Set task A
Copy the text on rent-back agreements in full, word for word.
>> START Text to read
What exactly is a “rent-back”?
Northern Virginia agents use the Seller’s Post-Settlement Occupancy Agreement published by the Northern Virginia Association of REALTORS® (NVAR).
The form makes it clear that the occupancy charge “is not rent and this agreement is not a lease. It’s a temporary right to use the property that isn’t governed by the Virginia Residential Landlord-Tenant Act (VRLTA).”
In plain English: title transfers to you on closing day, but the seller becomes your short-term guest for a maximum of 60 days. Anything longer turns into a normal landlord-tenant relationship that requires a different lease.
Why 60 days is the magic number
Loan requirements Most lenders that sell to Fannie Mae classify your purchase as “owner-occupied” only if you intend to move in within 60 days. Go past that and you could be pushed into higher-rate “investment” financing.
Industry practice Regional title companies and lenders—Federal Title is a good example—expect the rent-back window to stay inside that two-month envelope.
>> END Text to read
Set task B
How many lines of the entries contain the word "tower"? Reply with the number alone.
>> START Supplied records
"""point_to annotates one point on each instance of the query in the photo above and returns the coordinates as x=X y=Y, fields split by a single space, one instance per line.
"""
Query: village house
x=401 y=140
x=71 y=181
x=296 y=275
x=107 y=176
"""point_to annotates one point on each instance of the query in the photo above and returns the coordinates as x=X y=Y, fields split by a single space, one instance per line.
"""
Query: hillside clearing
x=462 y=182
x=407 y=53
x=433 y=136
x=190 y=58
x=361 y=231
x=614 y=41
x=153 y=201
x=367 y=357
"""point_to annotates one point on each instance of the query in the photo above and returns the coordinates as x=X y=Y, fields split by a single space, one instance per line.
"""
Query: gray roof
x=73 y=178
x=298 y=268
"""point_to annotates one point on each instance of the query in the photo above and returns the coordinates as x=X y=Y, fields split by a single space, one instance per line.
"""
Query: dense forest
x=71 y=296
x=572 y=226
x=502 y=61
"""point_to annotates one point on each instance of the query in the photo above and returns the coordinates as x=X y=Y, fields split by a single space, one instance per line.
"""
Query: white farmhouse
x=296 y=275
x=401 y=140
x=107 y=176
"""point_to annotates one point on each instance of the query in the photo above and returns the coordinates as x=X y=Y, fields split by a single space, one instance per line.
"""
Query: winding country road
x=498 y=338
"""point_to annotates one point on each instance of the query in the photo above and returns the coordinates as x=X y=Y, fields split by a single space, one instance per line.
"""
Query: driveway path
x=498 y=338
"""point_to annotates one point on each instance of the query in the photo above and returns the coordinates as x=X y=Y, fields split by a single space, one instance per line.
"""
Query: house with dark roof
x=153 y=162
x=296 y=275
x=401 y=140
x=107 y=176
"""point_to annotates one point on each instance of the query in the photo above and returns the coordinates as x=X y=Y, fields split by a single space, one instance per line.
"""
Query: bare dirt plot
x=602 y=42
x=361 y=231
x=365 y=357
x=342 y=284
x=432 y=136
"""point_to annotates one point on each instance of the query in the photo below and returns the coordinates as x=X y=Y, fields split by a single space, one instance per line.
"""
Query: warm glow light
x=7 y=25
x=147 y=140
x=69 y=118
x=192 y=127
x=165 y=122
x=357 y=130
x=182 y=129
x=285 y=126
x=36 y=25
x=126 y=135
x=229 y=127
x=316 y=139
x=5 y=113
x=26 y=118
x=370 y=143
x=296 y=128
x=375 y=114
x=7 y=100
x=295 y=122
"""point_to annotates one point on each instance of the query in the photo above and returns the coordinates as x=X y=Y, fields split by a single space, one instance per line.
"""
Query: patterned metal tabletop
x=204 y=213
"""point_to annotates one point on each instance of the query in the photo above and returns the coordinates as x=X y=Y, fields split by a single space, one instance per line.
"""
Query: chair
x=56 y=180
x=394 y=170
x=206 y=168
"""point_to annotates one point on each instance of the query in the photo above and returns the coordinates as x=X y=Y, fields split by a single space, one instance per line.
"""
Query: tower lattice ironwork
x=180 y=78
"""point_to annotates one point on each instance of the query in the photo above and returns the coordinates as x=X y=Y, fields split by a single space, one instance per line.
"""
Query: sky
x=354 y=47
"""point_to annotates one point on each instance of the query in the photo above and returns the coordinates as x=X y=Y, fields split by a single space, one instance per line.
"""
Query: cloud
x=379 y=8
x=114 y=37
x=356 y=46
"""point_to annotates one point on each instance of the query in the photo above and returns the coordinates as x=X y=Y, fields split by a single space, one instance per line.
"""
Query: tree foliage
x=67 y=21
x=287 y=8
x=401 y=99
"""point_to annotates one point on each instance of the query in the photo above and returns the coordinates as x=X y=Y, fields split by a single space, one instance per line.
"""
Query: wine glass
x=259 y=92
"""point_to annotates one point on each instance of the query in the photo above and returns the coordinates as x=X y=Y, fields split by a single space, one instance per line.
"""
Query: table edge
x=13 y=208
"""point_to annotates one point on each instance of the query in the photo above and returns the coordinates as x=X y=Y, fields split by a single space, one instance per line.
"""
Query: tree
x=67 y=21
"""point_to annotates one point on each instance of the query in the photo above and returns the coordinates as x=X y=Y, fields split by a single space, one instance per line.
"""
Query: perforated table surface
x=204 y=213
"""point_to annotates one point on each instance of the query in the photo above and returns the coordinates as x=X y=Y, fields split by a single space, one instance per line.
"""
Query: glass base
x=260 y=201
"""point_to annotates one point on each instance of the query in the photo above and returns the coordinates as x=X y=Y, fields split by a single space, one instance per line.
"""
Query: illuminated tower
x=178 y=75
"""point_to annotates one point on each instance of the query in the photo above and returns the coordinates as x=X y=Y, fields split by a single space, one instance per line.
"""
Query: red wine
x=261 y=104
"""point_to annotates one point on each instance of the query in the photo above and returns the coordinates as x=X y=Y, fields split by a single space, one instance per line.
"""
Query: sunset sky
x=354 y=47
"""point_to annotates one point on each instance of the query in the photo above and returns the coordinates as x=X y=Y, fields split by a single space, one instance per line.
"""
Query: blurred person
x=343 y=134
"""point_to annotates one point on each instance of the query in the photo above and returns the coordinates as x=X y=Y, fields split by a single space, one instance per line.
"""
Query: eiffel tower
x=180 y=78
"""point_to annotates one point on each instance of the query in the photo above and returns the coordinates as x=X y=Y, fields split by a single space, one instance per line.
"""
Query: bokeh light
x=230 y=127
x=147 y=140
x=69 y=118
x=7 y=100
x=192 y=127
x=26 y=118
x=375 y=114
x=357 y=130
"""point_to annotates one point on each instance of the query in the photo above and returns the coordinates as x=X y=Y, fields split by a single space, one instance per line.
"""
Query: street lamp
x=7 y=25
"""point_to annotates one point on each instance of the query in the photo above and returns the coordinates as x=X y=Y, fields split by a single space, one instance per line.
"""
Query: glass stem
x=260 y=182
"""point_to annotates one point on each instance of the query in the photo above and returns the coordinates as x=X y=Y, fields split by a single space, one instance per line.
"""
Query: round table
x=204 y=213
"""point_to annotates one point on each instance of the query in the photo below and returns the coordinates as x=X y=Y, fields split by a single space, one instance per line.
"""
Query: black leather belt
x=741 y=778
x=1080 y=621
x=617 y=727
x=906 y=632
>> END Supplied records
Exercise output A
What exactly is a “rent-back”?
Northern Virginia agents use the Seller’s Post-Settlement Occupancy Agreement published by the Northern Virginia Association of REALTORS® (NVAR).
The form makes it clear that the occupancy charge “is not rent and this agreement is not a lease. It’s a temporary right to use the property that isn’t governed by the Virginia Residential Landlord-Tenant Act (VRLTA).”
In plain English: title transfers to you on closing day, but the seller becomes your short-term guest for a maximum of 60 days. Anything longer turns into a normal landlord-tenant relationship that requires a different lease.
Why 60 days is the magic number
Loan requirements Most lenders that sell to Fannie Mae classify your purchase as “owner-occupied” only if you intend to move in within 60 days. Go past that and you could be pushed into higher-rate “investment” financing.
Industry practice Regional title companies and lenders—Federal Title is a good example—expect the rent-back window to stay inside that two-month envelope.

Exercise output B
3